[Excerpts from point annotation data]

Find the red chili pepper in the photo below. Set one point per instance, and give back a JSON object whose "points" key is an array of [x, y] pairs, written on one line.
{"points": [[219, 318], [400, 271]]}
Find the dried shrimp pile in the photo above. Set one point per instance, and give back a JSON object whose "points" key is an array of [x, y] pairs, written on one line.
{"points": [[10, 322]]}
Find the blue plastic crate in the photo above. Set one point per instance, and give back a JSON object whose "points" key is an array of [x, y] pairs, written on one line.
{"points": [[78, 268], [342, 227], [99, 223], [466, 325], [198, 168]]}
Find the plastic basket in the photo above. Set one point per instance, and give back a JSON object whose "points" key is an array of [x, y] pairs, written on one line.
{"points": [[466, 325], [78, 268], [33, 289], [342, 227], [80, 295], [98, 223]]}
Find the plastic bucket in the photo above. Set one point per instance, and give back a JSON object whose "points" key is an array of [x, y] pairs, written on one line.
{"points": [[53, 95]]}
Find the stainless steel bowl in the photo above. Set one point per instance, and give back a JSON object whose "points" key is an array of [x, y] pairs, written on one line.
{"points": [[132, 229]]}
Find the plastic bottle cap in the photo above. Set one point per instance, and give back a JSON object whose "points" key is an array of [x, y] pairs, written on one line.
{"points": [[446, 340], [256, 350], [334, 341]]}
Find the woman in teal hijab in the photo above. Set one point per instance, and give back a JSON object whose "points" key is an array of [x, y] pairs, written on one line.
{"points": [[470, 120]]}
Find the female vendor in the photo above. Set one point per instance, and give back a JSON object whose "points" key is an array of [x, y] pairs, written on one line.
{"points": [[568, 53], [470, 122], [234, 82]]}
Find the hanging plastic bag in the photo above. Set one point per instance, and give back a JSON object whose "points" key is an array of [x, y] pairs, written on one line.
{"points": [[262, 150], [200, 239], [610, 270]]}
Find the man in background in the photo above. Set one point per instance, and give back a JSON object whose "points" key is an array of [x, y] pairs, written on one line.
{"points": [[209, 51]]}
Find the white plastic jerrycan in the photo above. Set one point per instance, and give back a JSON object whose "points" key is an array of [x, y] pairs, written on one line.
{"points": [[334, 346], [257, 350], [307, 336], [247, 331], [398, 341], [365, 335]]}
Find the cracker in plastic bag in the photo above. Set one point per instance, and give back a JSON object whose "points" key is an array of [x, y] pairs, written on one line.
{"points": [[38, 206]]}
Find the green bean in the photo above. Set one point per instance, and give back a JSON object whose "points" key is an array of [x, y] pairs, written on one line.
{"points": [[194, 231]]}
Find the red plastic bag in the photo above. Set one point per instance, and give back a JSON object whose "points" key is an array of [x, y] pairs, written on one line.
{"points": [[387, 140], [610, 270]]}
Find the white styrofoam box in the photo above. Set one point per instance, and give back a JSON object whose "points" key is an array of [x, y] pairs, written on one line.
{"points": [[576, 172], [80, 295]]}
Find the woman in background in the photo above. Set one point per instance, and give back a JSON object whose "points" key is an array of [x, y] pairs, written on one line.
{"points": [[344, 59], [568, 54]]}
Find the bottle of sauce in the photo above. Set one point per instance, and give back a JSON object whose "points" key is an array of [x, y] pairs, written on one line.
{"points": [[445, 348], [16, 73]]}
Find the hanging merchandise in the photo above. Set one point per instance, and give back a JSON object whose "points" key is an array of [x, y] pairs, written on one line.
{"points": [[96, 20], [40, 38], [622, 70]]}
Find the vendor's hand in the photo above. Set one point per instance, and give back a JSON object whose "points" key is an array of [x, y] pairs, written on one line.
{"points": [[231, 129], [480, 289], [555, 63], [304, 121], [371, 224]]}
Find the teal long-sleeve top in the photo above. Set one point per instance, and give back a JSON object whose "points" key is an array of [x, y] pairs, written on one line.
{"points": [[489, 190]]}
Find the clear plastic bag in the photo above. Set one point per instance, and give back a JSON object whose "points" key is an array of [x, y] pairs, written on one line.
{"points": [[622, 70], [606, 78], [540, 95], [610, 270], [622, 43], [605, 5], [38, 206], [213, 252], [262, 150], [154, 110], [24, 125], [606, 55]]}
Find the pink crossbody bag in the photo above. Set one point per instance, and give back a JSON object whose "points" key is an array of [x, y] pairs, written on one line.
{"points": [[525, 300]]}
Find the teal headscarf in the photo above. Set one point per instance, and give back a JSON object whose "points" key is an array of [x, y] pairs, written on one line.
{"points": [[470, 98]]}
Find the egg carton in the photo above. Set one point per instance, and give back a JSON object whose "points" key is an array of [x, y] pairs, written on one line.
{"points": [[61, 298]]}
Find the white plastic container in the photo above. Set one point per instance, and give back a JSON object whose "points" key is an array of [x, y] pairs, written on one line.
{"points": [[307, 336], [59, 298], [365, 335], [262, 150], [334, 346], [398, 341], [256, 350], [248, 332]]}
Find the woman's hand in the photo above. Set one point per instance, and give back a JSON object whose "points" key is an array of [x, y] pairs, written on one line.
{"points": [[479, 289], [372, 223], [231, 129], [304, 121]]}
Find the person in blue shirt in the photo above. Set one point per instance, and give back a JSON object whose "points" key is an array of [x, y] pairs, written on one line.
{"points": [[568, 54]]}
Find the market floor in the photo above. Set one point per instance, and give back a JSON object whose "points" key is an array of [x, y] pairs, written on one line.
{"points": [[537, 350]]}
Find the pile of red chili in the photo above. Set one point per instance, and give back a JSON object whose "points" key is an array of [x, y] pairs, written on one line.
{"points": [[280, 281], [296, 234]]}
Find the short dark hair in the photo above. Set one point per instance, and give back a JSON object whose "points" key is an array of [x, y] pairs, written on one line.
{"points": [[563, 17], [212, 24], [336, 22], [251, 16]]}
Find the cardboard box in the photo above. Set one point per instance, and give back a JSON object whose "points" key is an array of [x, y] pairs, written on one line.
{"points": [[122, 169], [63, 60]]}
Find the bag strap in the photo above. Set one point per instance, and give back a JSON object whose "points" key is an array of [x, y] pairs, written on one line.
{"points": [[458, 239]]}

--

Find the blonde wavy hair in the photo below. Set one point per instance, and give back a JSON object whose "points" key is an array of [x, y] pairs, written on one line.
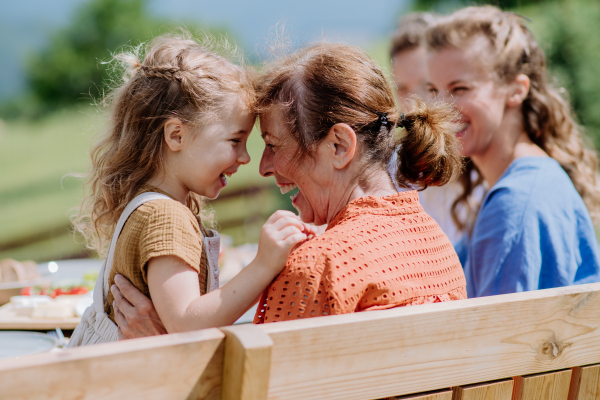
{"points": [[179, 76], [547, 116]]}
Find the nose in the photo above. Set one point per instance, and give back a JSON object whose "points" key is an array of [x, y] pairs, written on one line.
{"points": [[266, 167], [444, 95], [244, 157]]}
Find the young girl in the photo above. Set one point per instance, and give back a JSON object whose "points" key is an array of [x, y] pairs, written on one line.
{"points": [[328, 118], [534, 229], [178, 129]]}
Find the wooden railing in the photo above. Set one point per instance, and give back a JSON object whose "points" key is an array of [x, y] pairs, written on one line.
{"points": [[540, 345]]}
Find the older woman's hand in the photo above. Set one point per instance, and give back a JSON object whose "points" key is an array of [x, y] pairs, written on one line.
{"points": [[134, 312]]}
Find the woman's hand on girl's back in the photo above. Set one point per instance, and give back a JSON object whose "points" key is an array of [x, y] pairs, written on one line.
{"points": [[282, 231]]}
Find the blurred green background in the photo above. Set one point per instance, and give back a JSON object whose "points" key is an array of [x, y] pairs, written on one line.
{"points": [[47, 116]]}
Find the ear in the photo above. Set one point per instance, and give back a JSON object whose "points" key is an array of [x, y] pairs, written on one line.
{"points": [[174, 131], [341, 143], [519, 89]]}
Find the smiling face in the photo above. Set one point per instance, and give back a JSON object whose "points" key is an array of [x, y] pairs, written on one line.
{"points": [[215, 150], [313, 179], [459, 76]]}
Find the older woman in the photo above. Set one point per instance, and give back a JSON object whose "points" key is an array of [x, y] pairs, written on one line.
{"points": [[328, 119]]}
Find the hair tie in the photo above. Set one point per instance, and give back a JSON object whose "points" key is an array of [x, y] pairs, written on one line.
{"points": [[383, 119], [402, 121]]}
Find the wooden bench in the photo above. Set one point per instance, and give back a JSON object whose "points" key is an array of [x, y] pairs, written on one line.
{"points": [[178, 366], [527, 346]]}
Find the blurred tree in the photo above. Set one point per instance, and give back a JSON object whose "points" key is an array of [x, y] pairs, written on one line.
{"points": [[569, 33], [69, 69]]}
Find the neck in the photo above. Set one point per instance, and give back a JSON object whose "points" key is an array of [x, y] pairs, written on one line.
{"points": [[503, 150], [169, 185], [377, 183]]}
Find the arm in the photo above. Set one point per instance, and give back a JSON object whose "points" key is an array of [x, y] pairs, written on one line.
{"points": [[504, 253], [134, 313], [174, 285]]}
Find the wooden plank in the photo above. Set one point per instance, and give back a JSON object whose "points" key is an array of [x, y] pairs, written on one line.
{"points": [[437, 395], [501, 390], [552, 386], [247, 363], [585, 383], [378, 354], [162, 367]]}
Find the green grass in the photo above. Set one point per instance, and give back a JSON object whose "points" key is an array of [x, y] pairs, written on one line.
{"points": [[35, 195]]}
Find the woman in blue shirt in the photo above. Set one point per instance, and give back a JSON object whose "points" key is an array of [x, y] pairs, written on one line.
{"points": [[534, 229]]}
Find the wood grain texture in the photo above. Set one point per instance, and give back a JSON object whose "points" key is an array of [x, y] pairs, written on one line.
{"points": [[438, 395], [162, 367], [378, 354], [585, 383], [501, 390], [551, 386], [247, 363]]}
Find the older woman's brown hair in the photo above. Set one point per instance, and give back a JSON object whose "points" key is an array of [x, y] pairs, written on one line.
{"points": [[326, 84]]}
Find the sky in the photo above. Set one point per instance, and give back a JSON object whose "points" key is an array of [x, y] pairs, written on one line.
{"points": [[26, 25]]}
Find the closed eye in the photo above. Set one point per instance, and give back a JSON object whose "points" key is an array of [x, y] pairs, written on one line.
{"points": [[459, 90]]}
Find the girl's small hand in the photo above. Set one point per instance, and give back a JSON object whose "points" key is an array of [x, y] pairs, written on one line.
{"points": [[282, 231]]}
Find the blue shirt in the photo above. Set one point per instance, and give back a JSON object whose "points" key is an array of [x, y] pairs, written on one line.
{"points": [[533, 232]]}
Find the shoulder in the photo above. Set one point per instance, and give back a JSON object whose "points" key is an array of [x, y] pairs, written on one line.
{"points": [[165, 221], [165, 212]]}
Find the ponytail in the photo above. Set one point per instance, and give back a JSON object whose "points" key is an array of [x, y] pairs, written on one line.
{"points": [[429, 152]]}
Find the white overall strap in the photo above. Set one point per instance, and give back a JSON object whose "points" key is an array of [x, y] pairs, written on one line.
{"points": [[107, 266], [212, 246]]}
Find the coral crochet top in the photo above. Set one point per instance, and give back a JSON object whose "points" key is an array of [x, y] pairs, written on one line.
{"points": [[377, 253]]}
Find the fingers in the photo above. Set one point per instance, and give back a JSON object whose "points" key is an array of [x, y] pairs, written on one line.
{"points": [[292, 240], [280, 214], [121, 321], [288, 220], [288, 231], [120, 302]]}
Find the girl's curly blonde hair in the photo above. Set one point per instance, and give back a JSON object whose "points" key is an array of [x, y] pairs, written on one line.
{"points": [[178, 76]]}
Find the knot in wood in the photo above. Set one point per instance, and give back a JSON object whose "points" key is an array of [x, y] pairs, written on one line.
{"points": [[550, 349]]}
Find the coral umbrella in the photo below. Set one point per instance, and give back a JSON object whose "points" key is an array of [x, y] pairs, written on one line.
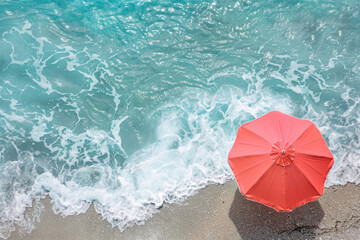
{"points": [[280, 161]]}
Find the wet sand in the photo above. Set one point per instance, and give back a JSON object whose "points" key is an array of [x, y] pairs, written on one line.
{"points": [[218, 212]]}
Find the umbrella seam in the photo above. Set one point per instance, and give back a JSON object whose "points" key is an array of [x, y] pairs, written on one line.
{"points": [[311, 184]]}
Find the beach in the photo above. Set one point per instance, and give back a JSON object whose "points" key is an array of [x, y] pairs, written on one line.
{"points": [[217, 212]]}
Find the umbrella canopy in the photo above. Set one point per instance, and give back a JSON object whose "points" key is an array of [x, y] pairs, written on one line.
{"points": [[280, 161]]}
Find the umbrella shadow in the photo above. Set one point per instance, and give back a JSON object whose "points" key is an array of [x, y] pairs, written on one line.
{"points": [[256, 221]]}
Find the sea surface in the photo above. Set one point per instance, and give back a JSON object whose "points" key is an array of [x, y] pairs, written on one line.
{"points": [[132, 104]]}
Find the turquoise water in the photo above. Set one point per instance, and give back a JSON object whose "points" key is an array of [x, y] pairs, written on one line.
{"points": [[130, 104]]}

**WHAT YOU NEED TO DO**
Select every line of the data above that contains the word "wooden" and copy each such line in full.

**SOLUTION FOR THIS PROBLEM**
Find the wooden railing in the photo above. Set one point per instance, and give back a JSON object whose "points" key is an array of [x, y] pairs, written on one line.
Find the wooden bench in the photo above. Set one point per instance, and give back a JSON object whose "points" key is an array of [x, y] pairs, written on one line.
Find the wooden plank in the photo above. Set one point per instance, and give back a JSON object whose "points" key is an array of [x, y] pairs, written on one line.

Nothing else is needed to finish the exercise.